(Stored data entries)
----

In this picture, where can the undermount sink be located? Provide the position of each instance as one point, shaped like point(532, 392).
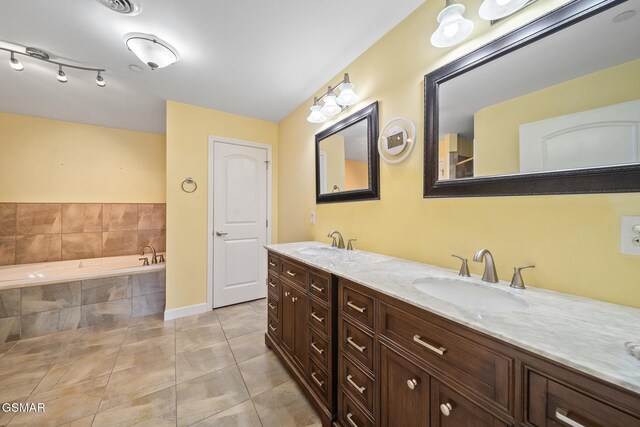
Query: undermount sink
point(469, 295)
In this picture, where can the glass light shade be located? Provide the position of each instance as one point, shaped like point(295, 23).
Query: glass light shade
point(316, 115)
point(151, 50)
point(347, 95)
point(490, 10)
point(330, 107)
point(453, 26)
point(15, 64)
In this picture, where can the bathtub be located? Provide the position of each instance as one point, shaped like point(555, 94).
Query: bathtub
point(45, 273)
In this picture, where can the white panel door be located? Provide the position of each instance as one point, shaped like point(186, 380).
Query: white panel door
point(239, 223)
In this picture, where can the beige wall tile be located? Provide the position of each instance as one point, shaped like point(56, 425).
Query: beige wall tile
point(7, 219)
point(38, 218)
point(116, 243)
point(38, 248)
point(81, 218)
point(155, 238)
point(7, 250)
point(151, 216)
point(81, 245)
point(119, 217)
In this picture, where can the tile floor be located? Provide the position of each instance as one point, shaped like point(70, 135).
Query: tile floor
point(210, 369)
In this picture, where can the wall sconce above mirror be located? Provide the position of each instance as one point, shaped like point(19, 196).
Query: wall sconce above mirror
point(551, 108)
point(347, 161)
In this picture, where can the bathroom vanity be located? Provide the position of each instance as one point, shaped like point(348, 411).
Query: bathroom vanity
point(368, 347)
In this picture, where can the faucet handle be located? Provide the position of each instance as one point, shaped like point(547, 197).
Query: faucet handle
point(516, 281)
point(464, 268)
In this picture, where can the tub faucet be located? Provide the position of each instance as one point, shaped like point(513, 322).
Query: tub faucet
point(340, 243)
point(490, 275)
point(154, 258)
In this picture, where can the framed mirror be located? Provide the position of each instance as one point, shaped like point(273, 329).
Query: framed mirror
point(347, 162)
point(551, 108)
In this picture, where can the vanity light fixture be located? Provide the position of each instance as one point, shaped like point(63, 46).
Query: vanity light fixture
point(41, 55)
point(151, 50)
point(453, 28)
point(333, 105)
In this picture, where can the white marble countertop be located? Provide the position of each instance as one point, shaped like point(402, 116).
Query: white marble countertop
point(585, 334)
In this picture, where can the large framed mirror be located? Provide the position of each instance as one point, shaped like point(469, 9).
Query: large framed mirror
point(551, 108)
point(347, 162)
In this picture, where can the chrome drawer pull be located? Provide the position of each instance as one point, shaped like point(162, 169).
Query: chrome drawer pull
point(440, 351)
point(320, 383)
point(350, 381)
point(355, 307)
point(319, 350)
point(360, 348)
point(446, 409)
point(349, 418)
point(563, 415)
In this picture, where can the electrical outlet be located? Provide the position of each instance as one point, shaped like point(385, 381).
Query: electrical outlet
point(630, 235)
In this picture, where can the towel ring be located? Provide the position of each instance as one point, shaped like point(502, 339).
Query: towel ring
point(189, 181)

----

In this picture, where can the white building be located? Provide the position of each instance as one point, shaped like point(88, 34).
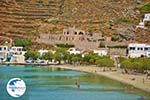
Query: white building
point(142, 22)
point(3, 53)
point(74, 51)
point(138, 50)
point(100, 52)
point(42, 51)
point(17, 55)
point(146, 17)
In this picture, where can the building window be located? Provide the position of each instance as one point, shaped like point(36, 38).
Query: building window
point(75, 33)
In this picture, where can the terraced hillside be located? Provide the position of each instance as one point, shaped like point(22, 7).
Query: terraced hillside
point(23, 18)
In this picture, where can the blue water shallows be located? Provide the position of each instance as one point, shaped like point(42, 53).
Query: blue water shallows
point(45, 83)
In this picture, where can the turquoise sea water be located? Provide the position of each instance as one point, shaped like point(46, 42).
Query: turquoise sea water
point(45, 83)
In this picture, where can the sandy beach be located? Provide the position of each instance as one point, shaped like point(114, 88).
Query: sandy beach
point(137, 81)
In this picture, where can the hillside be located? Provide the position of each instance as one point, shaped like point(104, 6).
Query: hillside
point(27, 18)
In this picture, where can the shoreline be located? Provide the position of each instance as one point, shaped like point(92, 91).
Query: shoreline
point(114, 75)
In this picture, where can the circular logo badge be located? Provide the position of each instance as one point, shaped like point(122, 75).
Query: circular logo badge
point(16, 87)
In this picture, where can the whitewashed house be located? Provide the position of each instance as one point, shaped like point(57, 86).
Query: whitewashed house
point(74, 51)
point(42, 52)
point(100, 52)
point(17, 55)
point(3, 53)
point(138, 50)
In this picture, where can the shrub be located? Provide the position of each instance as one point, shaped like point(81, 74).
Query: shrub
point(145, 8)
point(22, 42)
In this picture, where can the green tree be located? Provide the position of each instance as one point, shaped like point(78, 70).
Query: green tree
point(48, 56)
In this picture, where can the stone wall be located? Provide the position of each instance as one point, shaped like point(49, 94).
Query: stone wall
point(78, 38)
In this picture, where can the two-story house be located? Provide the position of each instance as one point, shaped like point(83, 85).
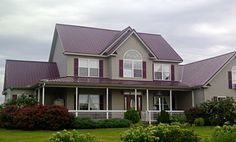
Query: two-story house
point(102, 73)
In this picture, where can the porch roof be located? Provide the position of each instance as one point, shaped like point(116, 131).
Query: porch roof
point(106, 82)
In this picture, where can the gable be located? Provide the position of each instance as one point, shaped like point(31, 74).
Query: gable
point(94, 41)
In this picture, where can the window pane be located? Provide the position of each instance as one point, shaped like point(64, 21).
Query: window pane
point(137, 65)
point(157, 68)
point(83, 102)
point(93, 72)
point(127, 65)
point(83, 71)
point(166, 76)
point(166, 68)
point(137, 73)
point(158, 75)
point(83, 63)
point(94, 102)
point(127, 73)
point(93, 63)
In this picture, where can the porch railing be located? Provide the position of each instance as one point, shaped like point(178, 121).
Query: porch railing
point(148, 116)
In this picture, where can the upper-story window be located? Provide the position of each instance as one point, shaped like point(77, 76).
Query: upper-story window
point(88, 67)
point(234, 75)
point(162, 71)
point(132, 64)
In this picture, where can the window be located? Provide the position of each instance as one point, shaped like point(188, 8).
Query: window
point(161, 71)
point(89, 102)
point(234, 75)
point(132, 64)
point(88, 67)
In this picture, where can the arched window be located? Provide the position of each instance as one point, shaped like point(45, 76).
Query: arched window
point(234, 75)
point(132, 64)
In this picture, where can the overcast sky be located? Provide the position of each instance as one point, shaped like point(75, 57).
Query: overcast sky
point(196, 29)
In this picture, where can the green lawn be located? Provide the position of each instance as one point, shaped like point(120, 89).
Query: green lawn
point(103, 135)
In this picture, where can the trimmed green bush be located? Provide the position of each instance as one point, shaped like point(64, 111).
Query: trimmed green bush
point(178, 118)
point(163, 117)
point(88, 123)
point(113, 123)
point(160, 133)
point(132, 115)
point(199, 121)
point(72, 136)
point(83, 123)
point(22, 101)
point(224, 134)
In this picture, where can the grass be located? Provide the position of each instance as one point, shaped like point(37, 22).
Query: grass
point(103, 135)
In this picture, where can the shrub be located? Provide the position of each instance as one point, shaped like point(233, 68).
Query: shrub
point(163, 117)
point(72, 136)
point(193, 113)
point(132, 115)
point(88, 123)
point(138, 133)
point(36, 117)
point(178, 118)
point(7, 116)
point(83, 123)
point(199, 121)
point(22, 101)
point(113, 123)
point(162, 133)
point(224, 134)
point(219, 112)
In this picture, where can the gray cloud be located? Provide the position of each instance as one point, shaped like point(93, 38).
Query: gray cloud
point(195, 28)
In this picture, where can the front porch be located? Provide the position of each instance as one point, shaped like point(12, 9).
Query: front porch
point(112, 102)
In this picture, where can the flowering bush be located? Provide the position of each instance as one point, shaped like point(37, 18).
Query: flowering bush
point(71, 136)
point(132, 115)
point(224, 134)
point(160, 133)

----

(Work order)
Only one stretch of the data is wanted: write out exactly the lines from the one holding "In this picture, where can the undermount" through the one holding "In this picture, where can the beige", both included, without the pictures.

(Response box)
In this picture, where can the undermount sink be located? Provide the position of each instance as one point, shaped like point(532, 392).
Query: undermount sink
point(469, 295)
In this picture, where can the glass light shade be located? Provide the position of each instance as one point, shaped like point(295, 23).
Query: glass light shade
point(316, 115)
point(151, 50)
point(347, 95)
point(490, 10)
point(330, 107)
point(453, 26)
point(15, 64)
In this picture, where can the bathtub be located? Provide the position of each instance as one point, shaped like point(555, 94).
Query: bathtub
point(45, 273)
In this picture, where can the white panel door be located? Provide the position of each instance as one point, shaped like point(186, 380).
Query: white panel door
point(239, 223)
In this picture, where can the beige wall tile be located? Provide the position of each instance as one point, shaped like point(56, 425).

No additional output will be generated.